__DATA EXCERPTS__
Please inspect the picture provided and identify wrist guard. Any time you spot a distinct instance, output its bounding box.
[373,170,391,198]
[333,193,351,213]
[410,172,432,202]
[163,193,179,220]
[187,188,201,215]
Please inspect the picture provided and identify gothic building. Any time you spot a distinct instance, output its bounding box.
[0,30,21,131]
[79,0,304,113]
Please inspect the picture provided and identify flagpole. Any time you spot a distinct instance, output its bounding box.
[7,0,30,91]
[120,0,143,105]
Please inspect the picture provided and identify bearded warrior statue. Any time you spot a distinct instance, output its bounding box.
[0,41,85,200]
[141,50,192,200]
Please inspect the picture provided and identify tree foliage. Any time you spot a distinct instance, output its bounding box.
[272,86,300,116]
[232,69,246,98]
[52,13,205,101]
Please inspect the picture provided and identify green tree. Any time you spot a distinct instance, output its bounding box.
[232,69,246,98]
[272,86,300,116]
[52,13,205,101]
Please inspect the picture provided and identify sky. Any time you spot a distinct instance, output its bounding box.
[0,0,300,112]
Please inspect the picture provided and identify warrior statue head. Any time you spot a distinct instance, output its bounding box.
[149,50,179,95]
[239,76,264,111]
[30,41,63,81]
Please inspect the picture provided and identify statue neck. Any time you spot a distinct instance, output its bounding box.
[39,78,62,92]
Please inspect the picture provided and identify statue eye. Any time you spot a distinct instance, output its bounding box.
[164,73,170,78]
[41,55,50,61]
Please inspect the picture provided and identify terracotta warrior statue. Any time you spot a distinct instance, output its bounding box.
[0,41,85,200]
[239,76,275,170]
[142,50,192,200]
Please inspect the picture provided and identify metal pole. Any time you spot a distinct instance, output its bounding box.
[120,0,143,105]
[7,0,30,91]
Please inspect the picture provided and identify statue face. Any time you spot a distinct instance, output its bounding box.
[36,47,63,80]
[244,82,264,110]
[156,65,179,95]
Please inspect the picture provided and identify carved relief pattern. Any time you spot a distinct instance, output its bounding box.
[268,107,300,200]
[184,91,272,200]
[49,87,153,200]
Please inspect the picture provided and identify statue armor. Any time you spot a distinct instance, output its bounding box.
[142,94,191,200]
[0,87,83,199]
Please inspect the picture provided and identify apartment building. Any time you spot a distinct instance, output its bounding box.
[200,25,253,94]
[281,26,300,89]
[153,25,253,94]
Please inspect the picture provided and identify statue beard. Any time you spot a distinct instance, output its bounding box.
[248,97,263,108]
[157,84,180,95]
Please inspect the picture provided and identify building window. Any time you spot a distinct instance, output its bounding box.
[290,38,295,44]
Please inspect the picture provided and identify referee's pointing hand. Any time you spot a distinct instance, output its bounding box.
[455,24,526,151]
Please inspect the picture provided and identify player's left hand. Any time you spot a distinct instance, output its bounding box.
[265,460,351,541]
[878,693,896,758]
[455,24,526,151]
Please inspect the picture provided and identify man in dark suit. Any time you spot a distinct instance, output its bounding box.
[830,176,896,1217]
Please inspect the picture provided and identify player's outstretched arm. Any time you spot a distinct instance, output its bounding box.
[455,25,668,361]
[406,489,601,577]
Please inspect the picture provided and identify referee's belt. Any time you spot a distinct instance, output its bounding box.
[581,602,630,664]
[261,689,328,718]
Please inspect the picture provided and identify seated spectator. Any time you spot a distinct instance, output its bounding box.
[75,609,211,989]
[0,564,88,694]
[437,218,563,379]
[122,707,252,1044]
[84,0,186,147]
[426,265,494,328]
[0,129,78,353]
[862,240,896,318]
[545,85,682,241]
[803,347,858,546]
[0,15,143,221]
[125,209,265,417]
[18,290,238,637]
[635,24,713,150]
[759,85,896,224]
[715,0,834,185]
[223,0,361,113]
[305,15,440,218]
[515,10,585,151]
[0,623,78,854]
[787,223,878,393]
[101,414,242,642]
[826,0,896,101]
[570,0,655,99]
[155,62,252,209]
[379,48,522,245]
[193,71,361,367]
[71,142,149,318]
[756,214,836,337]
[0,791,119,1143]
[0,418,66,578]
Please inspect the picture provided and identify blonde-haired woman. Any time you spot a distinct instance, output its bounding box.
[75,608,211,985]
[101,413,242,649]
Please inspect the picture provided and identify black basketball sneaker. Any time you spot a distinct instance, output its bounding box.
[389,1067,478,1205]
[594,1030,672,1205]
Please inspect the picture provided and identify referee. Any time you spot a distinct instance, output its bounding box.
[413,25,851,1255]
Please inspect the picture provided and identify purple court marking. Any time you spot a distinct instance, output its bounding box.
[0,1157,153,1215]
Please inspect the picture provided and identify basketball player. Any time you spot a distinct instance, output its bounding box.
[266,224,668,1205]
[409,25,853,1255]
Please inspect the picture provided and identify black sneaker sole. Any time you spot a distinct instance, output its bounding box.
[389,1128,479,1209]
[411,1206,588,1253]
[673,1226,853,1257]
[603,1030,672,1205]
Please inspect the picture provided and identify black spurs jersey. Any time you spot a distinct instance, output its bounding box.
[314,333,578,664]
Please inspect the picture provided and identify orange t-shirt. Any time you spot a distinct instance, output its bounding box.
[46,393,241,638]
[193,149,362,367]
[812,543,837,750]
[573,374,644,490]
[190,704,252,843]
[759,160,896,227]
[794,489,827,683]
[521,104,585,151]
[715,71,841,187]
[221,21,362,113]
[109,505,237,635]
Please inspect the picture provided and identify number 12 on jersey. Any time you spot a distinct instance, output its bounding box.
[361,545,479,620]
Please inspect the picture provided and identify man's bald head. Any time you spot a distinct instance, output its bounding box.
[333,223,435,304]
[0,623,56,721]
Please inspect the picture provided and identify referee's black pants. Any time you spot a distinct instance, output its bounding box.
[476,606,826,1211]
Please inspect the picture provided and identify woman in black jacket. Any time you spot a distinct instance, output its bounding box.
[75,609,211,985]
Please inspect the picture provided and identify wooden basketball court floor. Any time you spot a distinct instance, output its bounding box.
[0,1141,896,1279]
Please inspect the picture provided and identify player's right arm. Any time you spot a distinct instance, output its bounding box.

__TASK DIRECTIONS__
Express every line above as a JSON list of strings, one string per line, and leave out any blank lines.

__RESULT FOR THIS EXERCISE__
[
  "Please inspect the picture provided and identify wrist guard. Any time you spot a distinct instance, output its bounding box.",
  "[373,170,391,198]",
  "[333,193,351,213]",
  "[410,172,432,202]",
  "[163,193,179,220]",
  "[187,188,201,215]",
  "Please inspect the picture provided and identify gothic building. Any time you spot a distinct instance, output its bounding box.",
  "[0,30,21,131]",
  "[79,0,304,113]",
  "Please inspect the picture provided and identify flagpole. Any time you spot a distinct instance, output its bounding box.",
  "[7,0,30,91]",
  "[120,0,143,105]",
  "Please inspect the picture provided and identify bearded warrior statue. Any time you spot a distinct instance, output its bounding box.",
  "[0,41,85,200]",
  "[141,50,192,200]",
  "Please inspect the picture provided and identify tree foliage. Any time you spot a distinct instance, output its bounding box.",
  "[272,86,300,116]",
  "[232,69,246,98]",
  "[52,13,205,101]",
  "Please inspect the picture provided and identify green tree. Any time you spot a distinct instance, output its bounding box.",
  "[232,69,246,98]",
  "[272,86,300,116]",
  "[52,13,205,101]",
  "Please inspect the picture provided and identify sky. Any time you spot a distinct instance, output its bounding box.",
  "[0,0,300,112]",
  "Please inspect the picture provided and identify warrior statue head. Any time you spot a distinct instance, output its bounding box.",
  "[149,50,179,95]",
  "[239,76,264,111]",
  "[30,41,63,81]",
  "Please inspect the picture provided and identify statue neck. Any time you spot a distinct instance, output its bounding box.",
  "[39,78,62,92]",
  "Please inspect the picture provided and identify statue eye. Any time you spot a distinct instance, output its bounding box.",
  "[164,73,170,78]",
  "[41,55,50,61]",
  "Please inspect the picture provided and identify terracotta warrior statue. Any time you spot a distinct instance, output its bounding box.",
  "[0,41,85,200]",
  "[239,76,275,170]",
  "[142,50,192,200]",
  "Please inspect the picture provided and identify metal pole. Any time you spot a distinct instance, output its bounding box.",
  "[120,0,143,105]",
  "[7,0,30,91]",
  "Please inspect the picture provided and identify statue face. Any time you spot a distinct instance, output its bounding box.",
  "[36,47,63,80]",
  "[244,82,264,110]",
  "[156,65,179,95]",
  "Please inspect the picture provided and identify carved relief pattern. Any time you spot a distinct instance, output its bounding box.",
  "[268,107,300,200]",
  "[184,91,272,200]",
  "[49,87,153,200]",
  "Please inspect the picture provided and identify statue armor. Any time you spot a distinct instance, output its bounding box.",
  "[142,94,191,200]",
  "[0,87,83,199]",
  "Please inspect the picture provided and identify apartment building. Any time you spot a distinct instance, output its bounding box.",
  "[200,25,253,94]",
  "[281,26,300,89]",
  "[153,25,253,94]",
  "Please inspect the picture provided and identify statue beard. Any time you spot a distinct instance, output its bounding box.",
  "[248,97,263,108]",
  "[157,84,180,95]",
  "Please inspect the picture provided and identify building window. Any time you spot a distinct instance, output its bounding box.",
  "[290,38,295,44]",
  "Please inspect the picture provided and identify referee's pointing hand. Any time you spot a distinct instance, output its bounding box.",
  "[455,24,526,151]",
  "Please inspect the picture provided and identify player's left hand. Any time you spot a distinct instance, output its bounding box.",
  "[265,460,351,541]",
  "[878,693,896,758]",
  "[455,24,526,151]",
  "Please inspect the picture provided and identify man in dark suit. Any time you spot a distinct instance, output its bounding box.",
  "[830,176,896,1217]",
  "Please inspect the picture provided and identify player's outstretched arm. Any time you spot a distinct instance, output its bounding box.",
  "[455,25,668,361]",
  "[406,489,601,577]",
  "Please inspect the picture provided and identify referee's belt. Any time you spot a distinct instance, output its bounding box.",
  "[581,602,630,664]",
  "[261,689,328,718]",
  "Please inspect the picture provided and identify seated spectator. Any time you spot a distinct instance, output its bounding box.",
  "[75,609,211,989]",
  "[0,564,88,694]",
  "[437,218,563,379]",
  "[122,707,252,1044]",
  "[84,0,186,147]",
  "[426,265,494,328]",
  "[0,129,78,353]",
  "[862,240,896,318]",
  "[545,85,682,241]",
  "[803,347,858,546]",
  "[0,15,143,221]",
  "[125,209,265,417]",
  "[18,290,238,637]",
  "[635,24,713,150]",
  "[759,85,896,224]",
  "[715,0,834,185]",
  "[223,0,361,113]",
  "[305,15,440,218]",
  "[515,10,585,151]",
  "[0,623,78,854]",
  "[787,223,878,393]",
  "[101,414,242,642]",
  "[826,0,896,101]",
  "[570,0,655,99]",
  "[155,62,252,209]",
  "[379,48,522,245]",
  "[193,71,361,367]",
  "[71,142,149,318]",
  "[756,214,836,337]",
  "[0,791,119,1143]",
  "[0,418,66,578]",
  "Please inspect the picture provided and identify blonde-haired woman. Any time you spot a distinct instance, output its bounding box.",
  "[75,608,211,985]",
  "[101,413,242,649]",
  "Please inspect the picture provided and identify black basketball sneaker. Any time you spot a distinct instance, output its bounding box.",
  "[389,1067,478,1205]",
  "[594,1030,672,1205]",
  "Please inspect the picture provided and identify referee. Any time you spot a distinct instance, output its bounding box.",
  "[413,25,851,1255]",
  "Please inspect the picture provided and identify purple court marking. Any time you spot a distinct instance, output its bounding box.",
  "[0,1157,153,1215]",
  "Please inspect the picture provided and identify basketball player. Any time you spot a distinct instance, output its bounding box.",
  "[266,224,668,1205]",
  "[409,25,853,1255]",
  "Please inspect the picture provided and identify black sneaker sole. Any time you spot a distinct instance, output its bounding box.",
  "[389,1128,479,1209]",
  "[411,1206,588,1253]",
  "[673,1226,853,1257]",
  "[603,1030,672,1205]",
  "Please inspect the picture provided and identify black spurs jersey. Any time you spot a distinct instance, output its bounding box.",
  "[314,333,578,664]",
  "Please inspect the picture provided and identify orange t-shirt. Any time you spot a distinct instance, output its bounding box.",
  "[46,393,241,638]",
  "[193,149,362,367]",
  "[812,543,837,750]",
  "[573,374,644,490]",
  "[190,704,252,843]",
  "[759,160,896,227]",
  "[794,489,827,683]",
  "[521,104,585,151]",
  "[715,71,841,187]",
  "[221,21,362,113]",
  "[109,505,237,635]",
  "Please inspect the picture provided and identify number 12 on jersey. Any time you spot a distinct instance, output its bounding box.",
  "[361,545,479,620]",
  "Please inspect the picture provided and identify man's bald head. Any time you spot a distinct instance, output its bounding box.",
  "[333,223,435,304]",
  "[0,623,56,721]",
  "Please inspect the picture provided and identify referee's black pants. Any time you spot a distinct instance, output its bounding box.",
  "[476,606,826,1211]",
  "Please inspect the picture provided and identify woman in black jacket. Any time you spot a distinct instance, output its bounding box.",
  "[75,609,211,985]",
  "Please inspect the picture provided and identify wooden basketball court floor. Any time you spot a distinct instance, output its bounding box.",
  "[0,1141,896,1279]",
  "Please inspect the picture provided and identify player's right arm. Any time you spot a distinct instance, output its bounding box."
]